Input Block Start

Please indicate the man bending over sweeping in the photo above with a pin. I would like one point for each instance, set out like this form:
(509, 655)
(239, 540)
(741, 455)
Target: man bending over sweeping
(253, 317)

Input Block End

Description of the task
The answer must be an exact reproduction of all the records.

Answer space
Please indicate the man bending over sweeping in the photo above with a pin. I would like one point for each instance, set out like this form:
(509, 655)
(239, 540)
(741, 455)
Target: man bending over sweeping
(253, 317)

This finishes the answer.